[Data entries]
• • • • •

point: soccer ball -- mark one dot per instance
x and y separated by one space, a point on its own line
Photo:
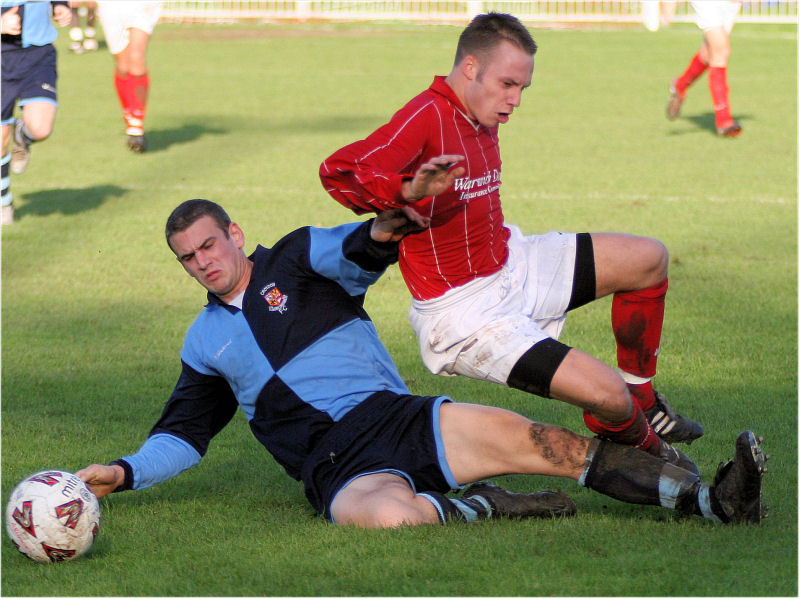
52 516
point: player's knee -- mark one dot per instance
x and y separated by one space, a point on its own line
610 400
388 513
39 130
656 261
561 447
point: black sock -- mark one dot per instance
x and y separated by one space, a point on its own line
634 476
458 509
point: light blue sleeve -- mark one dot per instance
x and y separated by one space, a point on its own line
37 27
327 258
160 458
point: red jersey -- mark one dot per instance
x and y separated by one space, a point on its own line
466 238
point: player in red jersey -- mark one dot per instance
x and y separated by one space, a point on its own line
489 302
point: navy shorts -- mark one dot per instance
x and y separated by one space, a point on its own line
386 433
29 75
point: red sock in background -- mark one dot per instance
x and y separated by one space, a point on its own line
132 91
637 318
696 68
636 432
121 85
718 84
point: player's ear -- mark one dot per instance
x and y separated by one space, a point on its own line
236 233
469 67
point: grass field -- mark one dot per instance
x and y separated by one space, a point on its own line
94 307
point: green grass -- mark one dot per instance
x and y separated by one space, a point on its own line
94 307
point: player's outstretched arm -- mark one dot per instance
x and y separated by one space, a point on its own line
62 14
100 479
434 177
394 224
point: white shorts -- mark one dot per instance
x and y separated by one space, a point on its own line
481 329
119 16
716 13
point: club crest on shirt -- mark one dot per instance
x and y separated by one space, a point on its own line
274 297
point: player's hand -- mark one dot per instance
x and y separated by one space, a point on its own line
434 177
100 479
394 224
62 14
11 22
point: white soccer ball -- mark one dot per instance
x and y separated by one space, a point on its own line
52 516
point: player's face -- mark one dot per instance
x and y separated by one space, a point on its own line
213 257
495 86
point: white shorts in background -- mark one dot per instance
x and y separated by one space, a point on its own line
481 329
118 16
716 13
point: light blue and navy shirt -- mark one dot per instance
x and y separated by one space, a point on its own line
298 356
37 25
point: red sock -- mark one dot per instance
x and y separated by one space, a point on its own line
718 84
132 91
696 68
636 432
637 318
121 85
139 86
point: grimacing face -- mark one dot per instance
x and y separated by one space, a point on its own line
215 259
495 85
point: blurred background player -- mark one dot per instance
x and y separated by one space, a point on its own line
83 38
127 27
716 19
28 76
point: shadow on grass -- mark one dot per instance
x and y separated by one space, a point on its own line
161 139
67 201
706 122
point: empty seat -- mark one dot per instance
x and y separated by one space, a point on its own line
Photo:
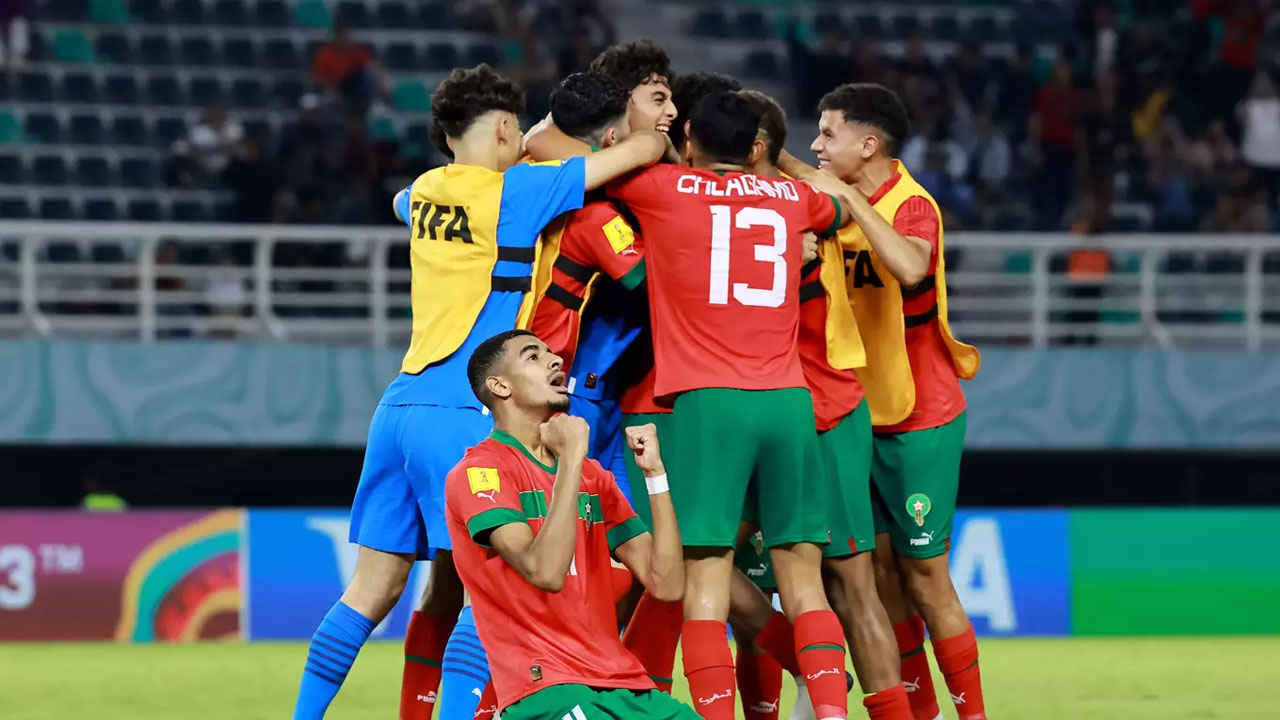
44 127
137 172
35 87
122 90
129 130
442 57
241 53
86 130
165 90
94 171
78 87
49 169
114 48
197 51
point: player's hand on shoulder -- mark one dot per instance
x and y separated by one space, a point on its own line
643 440
566 436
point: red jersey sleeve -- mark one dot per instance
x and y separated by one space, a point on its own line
621 522
917 218
483 495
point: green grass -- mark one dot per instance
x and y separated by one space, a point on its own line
1043 679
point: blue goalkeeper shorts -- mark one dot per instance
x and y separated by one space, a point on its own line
400 502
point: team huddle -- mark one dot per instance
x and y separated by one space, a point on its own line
659 372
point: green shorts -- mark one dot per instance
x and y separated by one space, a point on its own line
846 473
580 702
915 477
639 495
725 438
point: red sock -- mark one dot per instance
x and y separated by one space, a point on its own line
778 639
709 668
424 651
759 684
488 705
891 703
652 636
958 659
915 668
821 652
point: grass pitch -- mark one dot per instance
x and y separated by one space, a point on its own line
1042 679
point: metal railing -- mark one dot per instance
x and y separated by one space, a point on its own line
350 285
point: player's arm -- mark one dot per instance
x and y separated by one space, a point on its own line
656 559
544 559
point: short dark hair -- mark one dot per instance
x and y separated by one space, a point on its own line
632 63
873 105
688 90
773 122
723 124
584 104
484 359
465 96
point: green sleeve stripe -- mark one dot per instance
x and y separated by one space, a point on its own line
835 224
490 519
634 277
622 532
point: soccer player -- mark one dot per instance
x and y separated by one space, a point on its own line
533 523
897 286
474 227
725 318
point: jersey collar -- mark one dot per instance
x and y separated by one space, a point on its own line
506 438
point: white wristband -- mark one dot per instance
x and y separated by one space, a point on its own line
657 483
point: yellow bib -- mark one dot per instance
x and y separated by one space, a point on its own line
877 305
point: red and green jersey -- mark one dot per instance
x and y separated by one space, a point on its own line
835 392
595 240
535 638
723 254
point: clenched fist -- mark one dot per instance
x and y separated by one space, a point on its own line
566 436
643 440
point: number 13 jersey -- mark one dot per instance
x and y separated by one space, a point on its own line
723 254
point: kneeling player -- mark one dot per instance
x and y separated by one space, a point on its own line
533 524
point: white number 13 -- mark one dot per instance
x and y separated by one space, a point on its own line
743 292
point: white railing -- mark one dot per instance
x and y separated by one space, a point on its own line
350 285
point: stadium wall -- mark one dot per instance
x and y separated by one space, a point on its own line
272 574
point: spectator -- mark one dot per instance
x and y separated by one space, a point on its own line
14 32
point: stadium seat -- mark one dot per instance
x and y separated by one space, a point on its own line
392 14
86 130
129 130
101 209
400 57
231 13
78 87
44 127
187 12
145 210
35 87
94 171
197 50
442 57
248 92
155 50
114 48
165 90
49 169
272 13
137 172
240 53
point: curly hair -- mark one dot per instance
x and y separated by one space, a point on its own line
584 104
688 90
465 96
773 122
874 105
632 63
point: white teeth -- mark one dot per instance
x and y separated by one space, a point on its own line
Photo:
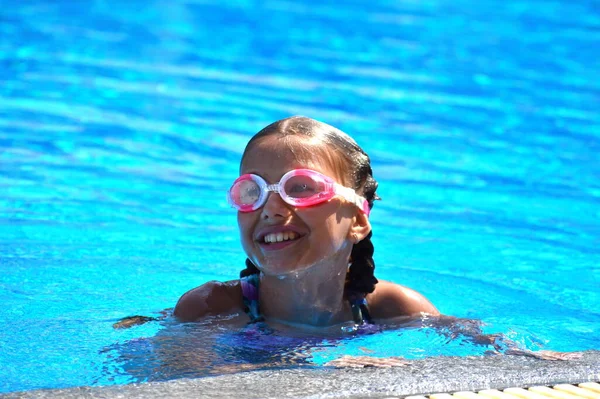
280 237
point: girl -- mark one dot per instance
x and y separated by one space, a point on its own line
303 198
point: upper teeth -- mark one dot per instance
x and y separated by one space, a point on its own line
278 237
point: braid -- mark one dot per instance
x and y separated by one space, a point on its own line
249 270
360 279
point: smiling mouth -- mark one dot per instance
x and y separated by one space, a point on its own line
273 238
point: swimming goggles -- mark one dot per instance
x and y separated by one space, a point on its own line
298 187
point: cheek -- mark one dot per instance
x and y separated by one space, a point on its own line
245 223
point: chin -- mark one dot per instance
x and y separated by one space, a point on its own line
286 269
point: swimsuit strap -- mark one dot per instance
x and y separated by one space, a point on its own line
360 310
250 294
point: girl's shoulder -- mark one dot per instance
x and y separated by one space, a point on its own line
210 299
391 300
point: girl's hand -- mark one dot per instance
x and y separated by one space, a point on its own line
367 361
545 355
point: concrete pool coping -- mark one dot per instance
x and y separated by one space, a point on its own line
432 375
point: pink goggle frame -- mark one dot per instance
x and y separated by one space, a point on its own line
298 187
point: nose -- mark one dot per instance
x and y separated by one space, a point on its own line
275 207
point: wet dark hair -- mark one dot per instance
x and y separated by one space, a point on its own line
355 167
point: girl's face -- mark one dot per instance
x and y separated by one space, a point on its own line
281 239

• • • • •

**AIM**: Through the last line of the entries above, beginning at the line containing "point: girl's shoulder", transcribe each line exactly, both ends included and nothing more.

**COMPLETED EXERCISE**:
point: girl's shoulder -- mark one dot per instance
x and y separated by one space, a point on its own line
210 299
391 300
point: girl's hand -- mark one dot per instance
x and y separated by one space, a point on its own line
367 361
545 355
point: concrete pool coping -- mark one dot per instance
x and y separated by one space, a point on its own line
432 375
point: pink goggle frame -- mark one dot per instance
x and y separated by one space, a point on its own line
298 187
point: nose -- mark one dot per instance
x and y separated by one space, a point on its own line
275 207
point: wet dark hair -- mark one dot per instance
x and y separated by one space, a point on its own line
355 167
point: girl's face -- mark one dot per instance
x and y separated by one space, a point on its own line
281 239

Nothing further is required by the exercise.